━━━ EXTRACTED ENTRIES ━━━

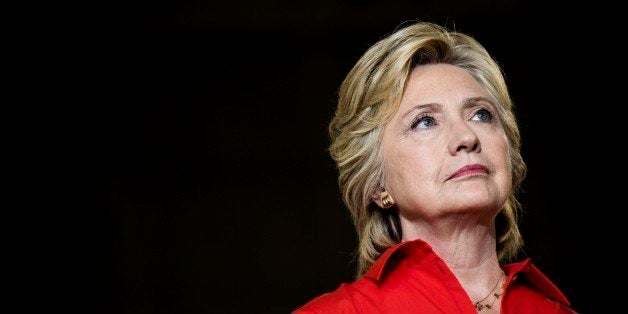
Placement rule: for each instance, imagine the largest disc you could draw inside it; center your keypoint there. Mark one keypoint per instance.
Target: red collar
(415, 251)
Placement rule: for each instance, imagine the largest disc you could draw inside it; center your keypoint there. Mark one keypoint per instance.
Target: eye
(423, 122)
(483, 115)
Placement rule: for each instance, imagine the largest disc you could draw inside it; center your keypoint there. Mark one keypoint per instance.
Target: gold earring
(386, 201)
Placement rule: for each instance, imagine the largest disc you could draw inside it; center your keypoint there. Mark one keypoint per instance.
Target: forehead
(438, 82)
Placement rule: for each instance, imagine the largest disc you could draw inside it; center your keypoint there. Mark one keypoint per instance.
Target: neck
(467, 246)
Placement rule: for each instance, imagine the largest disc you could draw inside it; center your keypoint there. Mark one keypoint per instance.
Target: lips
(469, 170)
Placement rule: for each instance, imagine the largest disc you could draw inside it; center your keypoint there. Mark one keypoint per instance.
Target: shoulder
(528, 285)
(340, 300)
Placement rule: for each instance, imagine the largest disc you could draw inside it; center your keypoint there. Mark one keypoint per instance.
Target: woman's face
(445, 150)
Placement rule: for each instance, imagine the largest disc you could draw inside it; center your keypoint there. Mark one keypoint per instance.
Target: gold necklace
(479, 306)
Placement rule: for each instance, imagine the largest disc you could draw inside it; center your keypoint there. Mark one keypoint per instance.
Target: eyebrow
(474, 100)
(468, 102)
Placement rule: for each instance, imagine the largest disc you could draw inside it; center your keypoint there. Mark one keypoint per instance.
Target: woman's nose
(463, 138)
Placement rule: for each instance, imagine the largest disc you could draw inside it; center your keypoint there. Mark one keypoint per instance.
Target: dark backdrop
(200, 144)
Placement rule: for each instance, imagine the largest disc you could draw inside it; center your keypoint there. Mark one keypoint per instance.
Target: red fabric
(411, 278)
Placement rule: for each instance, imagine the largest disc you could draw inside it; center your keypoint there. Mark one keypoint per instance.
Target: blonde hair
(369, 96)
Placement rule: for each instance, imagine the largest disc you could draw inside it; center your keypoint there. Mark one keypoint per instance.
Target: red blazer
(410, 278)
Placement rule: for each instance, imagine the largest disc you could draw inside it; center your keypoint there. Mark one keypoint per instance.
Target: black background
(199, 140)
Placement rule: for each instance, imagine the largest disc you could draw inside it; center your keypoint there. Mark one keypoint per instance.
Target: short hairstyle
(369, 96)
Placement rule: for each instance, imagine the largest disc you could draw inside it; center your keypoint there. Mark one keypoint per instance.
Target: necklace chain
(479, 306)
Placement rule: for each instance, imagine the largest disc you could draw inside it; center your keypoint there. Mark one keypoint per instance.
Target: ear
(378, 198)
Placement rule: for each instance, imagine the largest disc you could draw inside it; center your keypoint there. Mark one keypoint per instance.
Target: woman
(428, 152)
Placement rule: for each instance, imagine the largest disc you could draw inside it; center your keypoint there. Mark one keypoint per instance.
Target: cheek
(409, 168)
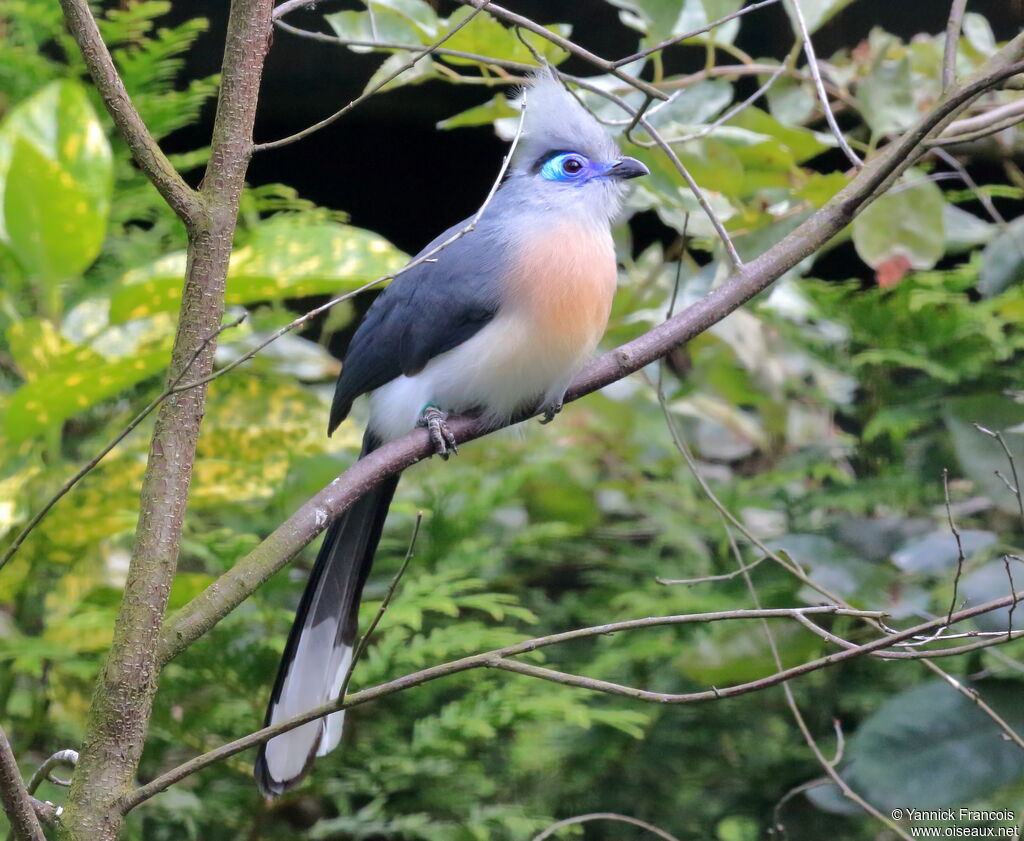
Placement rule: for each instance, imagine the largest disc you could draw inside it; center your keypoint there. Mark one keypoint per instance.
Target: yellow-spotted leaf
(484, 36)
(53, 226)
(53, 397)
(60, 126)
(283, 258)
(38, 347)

━━━

EXERCISE DETAILS ▸
Go through the listing above and write it out again exactly, dropping the pictures.

CORRECT ANSWER ▸
Placement rule: for each instance, imagine the largest disc you could draw inside it; center your keypoint there. Mark one keypoint per instance.
Target: red collar
(415, 251)
Placement rule: for each instance, imagine the largest disc you could draw inside it; center your keypoint there. Mark one keypoint per instance.
Target: eye
(423, 122)
(483, 115)
Placement rule: for each instance, imagine the largest disc you could draw inside it; center your keypoint there. Mark one keypoint per instance.
Target: gold earring
(386, 201)
Placement rule: for each instance, imagine the largest disc you could draw inside it; center your keypoint there. Mark one keypoint per instance.
Target: forehead
(438, 82)
Placement rule: for each instance, imagine the largest disc you could draw inside it; center your keypoint there. Mark one keypoint per instance.
Target: neck
(467, 246)
Placement rule: for each instance, imagine the largest disc you could draw inside it; center your keypoint there. Mark one keypoint per instance.
Target: lips
(469, 170)
Placement rule: for each instance, imagine the largest disc you could draw inside it; center your keypoint there. Mark one keypoint per instance.
Target: shoulder
(528, 285)
(340, 300)
Placement rule: for each instance, imagine the largest disc you could draw inside it; center your keypoint there. Mark one keypoint per instance.
Target: woman's face
(445, 150)
Placement rule: for each instance, imagine the largest disc you could draw inside it; center your keypoint there. Mark one keypoint per instance.
Target: gold necklace
(479, 306)
Placement rule: for each instance, imagine the largest disc you could draw inside it; center your keypoint there. Mark one keypoint per instance.
Target: eyebrow
(474, 100)
(468, 102)
Placement rule: for each instance, imagine the largest disc you could draw inside it; center your keypoint there. Mark one keypoint per instance.
Target: woman's nose
(463, 138)
Placement rule: for each instance, imagine the largest disc you could draw inside it; center your keypoint there. Mark one keypoint per instance.
Target: dark backdrop
(200, 144)
Placement rule: for each instance, imagine the largest disc you could draw inside it; center your keypoint there. Mark one keypoint per instance.
Target: red fabric
(411, 278)
Placement rule: for each instance, imagine the largest disc you could draw inside it; center your keypoint there. Mark one keypoint per instance.
Target: blonde hair
(369, 96)
Placement rule: for each instance, imagine the largest disc you could draw inside it; center your keypoint there. Mark one keypoint per instance.
Target: red blazer
(410, 278)
Placement rule: for each instance, imagine the largest disc you could draw inside it; center your keypoint there. Mark one keypoint per instance.
Target: black background
(199, 140)
Placement rule: for each instance, imagine the largest disc you could draw inside it; center your keypoint there. Mark one keypoint per instance.
Target: short hairstyle
(369, 96)
Placement rule: for each instance, imagine the largest disc you could draw inside it; center your keypoint there. Mark one keypoint per instance.
Target: necklace chain
(479, 306)
Placement rule: for each instance, imagine the largest disc you could draw inside it; center your keypoint there. Mark one keypoint per instance.
Target: ear
(378, 198)
Placement rule: for each instance, imagine the largest disc you could draw inside it; center your keypoint there. Mark one keypoint per instance.
Target: woman
(428, 152)
Placement rule: for each instance, imagine the largest disc you could draw inside it; center your keypoint there. Mark one keypoint per instance.
Target: cheek
(409, 168)
Placement rule: for each instance, imagine the largest disc you could draw inside it; center your keypoint there. Mark one keypoint per instance.
Target: yellow-spotted leaf
(484, 36)
(53, 226)
(53, 397)
(60, 126)
(283, 258)
(38, 347)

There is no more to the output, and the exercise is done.